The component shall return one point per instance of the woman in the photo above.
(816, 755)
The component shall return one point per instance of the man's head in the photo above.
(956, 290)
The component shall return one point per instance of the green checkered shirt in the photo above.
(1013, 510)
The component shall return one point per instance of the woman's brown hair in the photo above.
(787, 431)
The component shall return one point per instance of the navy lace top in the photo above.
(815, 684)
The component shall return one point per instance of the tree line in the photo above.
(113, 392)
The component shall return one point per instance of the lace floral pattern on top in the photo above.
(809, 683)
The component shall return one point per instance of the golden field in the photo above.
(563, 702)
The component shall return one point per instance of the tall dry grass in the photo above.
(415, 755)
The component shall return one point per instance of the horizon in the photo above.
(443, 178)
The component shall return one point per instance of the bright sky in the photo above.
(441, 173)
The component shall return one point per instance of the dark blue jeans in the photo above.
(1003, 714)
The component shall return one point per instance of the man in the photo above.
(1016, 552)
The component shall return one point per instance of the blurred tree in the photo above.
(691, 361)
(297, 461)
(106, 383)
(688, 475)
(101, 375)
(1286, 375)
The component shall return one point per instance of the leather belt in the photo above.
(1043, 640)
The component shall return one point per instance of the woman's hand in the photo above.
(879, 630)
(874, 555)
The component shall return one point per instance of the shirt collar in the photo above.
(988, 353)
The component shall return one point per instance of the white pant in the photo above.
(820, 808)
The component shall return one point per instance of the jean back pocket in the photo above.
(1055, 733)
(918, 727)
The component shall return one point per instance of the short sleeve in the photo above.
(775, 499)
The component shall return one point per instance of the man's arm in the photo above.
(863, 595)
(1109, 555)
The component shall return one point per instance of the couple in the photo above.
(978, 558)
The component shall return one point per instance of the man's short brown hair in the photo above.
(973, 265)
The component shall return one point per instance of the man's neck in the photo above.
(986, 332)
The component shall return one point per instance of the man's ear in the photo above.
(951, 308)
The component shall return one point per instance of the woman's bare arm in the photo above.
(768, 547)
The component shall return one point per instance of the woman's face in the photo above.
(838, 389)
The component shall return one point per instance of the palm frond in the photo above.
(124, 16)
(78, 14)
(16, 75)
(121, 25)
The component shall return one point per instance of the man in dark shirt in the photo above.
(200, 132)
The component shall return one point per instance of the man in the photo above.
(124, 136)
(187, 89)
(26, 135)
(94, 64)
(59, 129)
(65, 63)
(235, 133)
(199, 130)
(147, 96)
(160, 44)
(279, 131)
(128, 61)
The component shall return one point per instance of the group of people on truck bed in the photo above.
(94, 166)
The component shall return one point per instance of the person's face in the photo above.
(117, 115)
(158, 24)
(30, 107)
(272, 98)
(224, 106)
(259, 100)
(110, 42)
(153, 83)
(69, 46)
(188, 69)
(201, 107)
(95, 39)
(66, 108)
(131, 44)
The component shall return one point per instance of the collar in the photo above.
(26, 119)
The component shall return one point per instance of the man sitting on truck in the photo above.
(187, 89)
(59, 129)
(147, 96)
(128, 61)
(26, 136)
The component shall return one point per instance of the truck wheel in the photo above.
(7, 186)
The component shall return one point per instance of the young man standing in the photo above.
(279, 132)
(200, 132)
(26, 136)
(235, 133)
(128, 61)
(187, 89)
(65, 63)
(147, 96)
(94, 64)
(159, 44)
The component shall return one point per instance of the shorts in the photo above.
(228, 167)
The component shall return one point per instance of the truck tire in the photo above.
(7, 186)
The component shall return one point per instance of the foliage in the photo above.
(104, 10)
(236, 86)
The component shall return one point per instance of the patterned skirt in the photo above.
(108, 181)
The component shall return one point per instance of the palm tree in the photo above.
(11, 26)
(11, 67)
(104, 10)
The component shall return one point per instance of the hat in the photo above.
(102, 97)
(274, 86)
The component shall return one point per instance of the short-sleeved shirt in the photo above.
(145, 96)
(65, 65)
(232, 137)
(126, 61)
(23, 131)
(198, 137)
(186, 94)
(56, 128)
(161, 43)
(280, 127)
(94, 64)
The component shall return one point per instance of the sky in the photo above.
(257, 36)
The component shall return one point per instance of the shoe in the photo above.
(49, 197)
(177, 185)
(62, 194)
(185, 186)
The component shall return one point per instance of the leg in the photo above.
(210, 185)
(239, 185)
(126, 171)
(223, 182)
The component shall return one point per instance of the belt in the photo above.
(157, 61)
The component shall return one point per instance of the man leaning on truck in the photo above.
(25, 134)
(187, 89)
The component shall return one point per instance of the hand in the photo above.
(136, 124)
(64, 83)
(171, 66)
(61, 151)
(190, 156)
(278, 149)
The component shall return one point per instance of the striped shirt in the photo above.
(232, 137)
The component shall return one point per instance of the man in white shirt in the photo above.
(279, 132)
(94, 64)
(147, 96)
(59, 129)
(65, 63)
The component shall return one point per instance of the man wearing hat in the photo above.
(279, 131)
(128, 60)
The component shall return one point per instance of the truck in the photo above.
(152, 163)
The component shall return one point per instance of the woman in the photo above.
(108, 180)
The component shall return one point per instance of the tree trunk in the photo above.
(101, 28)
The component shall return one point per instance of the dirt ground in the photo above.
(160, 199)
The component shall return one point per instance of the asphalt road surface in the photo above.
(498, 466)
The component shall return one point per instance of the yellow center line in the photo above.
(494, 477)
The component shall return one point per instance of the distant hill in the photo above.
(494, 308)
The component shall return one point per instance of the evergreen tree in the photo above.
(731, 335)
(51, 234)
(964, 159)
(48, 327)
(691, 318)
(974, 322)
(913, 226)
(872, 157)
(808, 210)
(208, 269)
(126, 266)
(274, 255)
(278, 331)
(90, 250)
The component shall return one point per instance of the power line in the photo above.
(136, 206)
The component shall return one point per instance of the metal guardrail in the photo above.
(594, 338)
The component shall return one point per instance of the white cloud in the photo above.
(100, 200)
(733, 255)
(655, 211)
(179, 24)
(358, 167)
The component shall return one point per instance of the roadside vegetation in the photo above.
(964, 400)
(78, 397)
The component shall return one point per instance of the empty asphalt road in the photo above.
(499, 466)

== == ==

Convert the records above into a two-column CSV with the header row text,answer. Write one row for each record, with its text in the first field and its answer in the second. Put each field in double quotes and replace line breaks with spaces.

- _SOLUTION TO THIS TASK_
text,answer
"The component shall return one point per instance of the woman in the photo above.","(816, 755)"
"The component shall return one point per instance of the man's head in the photo above.","(956, 290)"
"The component shall return one point per instance of the green checkered shirt in the photo above.","(1013, 510)"
"The component shall return one point per instance of the woman's brown hair in the photo above.","(787, 431)"
"The component shall return one point per instance of the navy lace top in the photo above.","(815, 684)"
"The component shall return one point per instance of the tree line in the photo above.","(113, 392)"
"The component shall return one point per instance of the lace floral pattern on top in the photo above.","(809, 683)"
"The component shall return one point per instance of the golden field in the photo above.","(563, 702)"
"The component shall return one point per instance of the tall dry grass in the photo above.","(415, 755)"
"The component shall return one point per instance of the horizon in the photo above.","(443, 178)"
"The component shall return one point per instance of the bright sky in the photo above.","(441, 173)"
"The component shall return one point per instance of the dark blue jeans in the photo above.","(1003, 714)"
"The component shall return one point per instance of the man in the photo above.","(1016, 552)"
"The component shall return one point per instance of the blurred tree in the photo above.","(691, 361) (297, 461) (106, 383) (688, 475) (101, 375) (1286, 375)"
"The component shall return one point per instance of the leather belt in the photo above.","(1043, 640)"
"The component shall return one point per instance of the woman's hand in the photo above.","(879, 630) (874, 555)"
"The component shall return one point per instance of the shirt collar in the photo above.","(988, 353)"
"The component shall return one point per instance of the white pant in the photo above.","(820, 808)"
"The component shall return one point per instance of the jean back pocket in the photo above.","(1055, 733) (918, 727)"
"The component shall return one point per instance of the short sleeve in the photo above.","(775, 499)"
"The component shall return one point per instance of the man's arm in the photo above.","(863, 595) (1109, 555)"
"The component shall return one point per instance of the couple in the photo above.","(978, 558)"
"The component shall return one point per instance of the man's short brown hair in the photo above.","(973, 265)"
"The component shall return one point per instance of the man's neck in the photo above.","(986, 332)"
"The component shall return one point per instance of the man's ear in the photo above.","(951, 308)"
"The component shall return one point per instance of the woman's bare arm in the photo above.","(768, 547)"
"The component shall return one point per instance of the woman's face in the photo above.","(838, 389)"
"The component shall return one point per instance of the palm frond in the photo above.","(124, 16) (78, 14) (16, 75) (121, 25)"
"The component shall return one point per instance of the man in dark shirt in the photo above.","(200, 132)"
"The component shall return one point per instance of the man in the photo above.","(124, 136) (187, 89) (26, 135) (94, 64) (59, 129) (65, 63) (235, 133) (199, 130) (147, 96) (160, 44) (279, 131) (128, 61)"
"The component shall return one point per instance of the group of people on truck bed in the photo above.","(94, 166)"
"The component shall return one point per instance of the person's face in the photo above.","(117, 115) (158, 24) (30, 107) (272, 98) (224, 106) (259, 100) (110, 42) (153, 83) (69, 46) (188, 69) (201, 107) (95, 39) (66, 108) (131, 44)"
"The component shall return one point per instance of the collar in the photo above.","(26, 119)"
"The component shall return one point per instance of the man sitting on truck in the photo above.","(187, 89) (59, 129) (147, 96) (128, 61) (26, 136)"
"The component shall return one point per instance of the truck wheel in the photo above.","(7, 186)"
"The component shall return one point per instance of the young man standing in the photo above.","(279, 132) (200, 132) (26, 136) (235, 133) (128, 61) (187, 89) (65, 63) (147, 96) (94, 64) (159, 44)"
"The component shall return one point per instance of the shorts in the photo above.","(228, 167)"
"The component shall return one point per instance of the truck tire in the photo above.","(7, 186)"
"The component shall return one point per instance of the foliage in the photo above.","(104, 10) (236, 86)"
"The component shall return one point per instance of the patterned skirt in the photo above.","(108, 181)"
"The component shall return one point per instance of the palm tree in the photo above.","(11, 26) (11, 67) (104, 10)"
"The component shall return one point per instance of the hat in the photo above.","(102, 97) (274, 86)"
"The component shall return one point per instance of the short-sleeved shirt in the photo above.","(145, 96) (65, 65) (232, 137) (126, 61) (23, 131) (198, 137) (186, 94) (56, 128) (161, 43) (280, 127) (94, 64)"
"The component shall return one point per instance of the sky in the photo above.","(257, 36)"
"The component shall return one point per instance of the shoe in the photo above.","(49, 197) (177, 185) (62, 194) (185, 186)"
"The component shall return one point per instance of the leg in the photo above.","(210, 185) (239, 185) (126, 171) (223, 182)"
"The component shall return one point per instance of the belt in the photo above.","(157, 61)"
"The component shall return one point per instance of the man leaning on truck in the photo above.","(25, 134) (187, 89)"
"The component shall return one point per instance of the hand in the photo above.","(136, 124) (64, 83) (171, 66) (61, 151) (190, 156) (278, 149)"
"The component shall return one point per instance of the striped shirt in the photo above.","(232, 137)"
"The component shall return one point per instance of the man in white shirt in the photo above.","(279, 132) (94, 64) (147, 96) (59, 129) (65, 63)"
"The component shall return one point per instance of the man wearing hat in the photo above.","(279, 131) (128, 60)"
"The component shall return one point per instance of the truck in the photo above.","(152, 163)"
"The component shall return one point per instance of the woman in the photo above.","(108, 180)"
"The component shall return one point per instance of the tree trunk in the photo above.","(101, 28)"
"The component shall return one point per instance of the dirt ground in the photo above.","(160, 199)"
"The component shall return one point per instance of the asphalt road surface in the photo above.","(498, 466)"
"The component shall return one point per instance of the yellow center line in the photo above.","(494, 477)"
"The component shall return one point per instance of the distant hill in the photo above.","(494, 308)"
"The component shall return one point per instance of the evergreen tree in the photo above.","(731, 335) (51, 234) (964, 159) (48, 327) (691, 318) (974, 322) (913, 226) (872, 157) (808, 210) (208, 269) (126, 266) (274, 255) (278, 331) (90, 250)"
"The component shall return one point per instance of the power line in the photo above.","(136, 206)"
"The component shall return one point per instance of the metal guardrail in the photo above.","(594, 338)"
"The component shall return one point per instance of the white cloud in the photo above.","(100, 200) (733, 255) (655, 211) (179, 24) (358, 167)"
"The component shall return one point per instance of the roadside vegetation in the photo above.","(964, 400) (78, 397)"
"The component shall return one point per instance of the empty asphalt road in the photo above.","(499, 466)"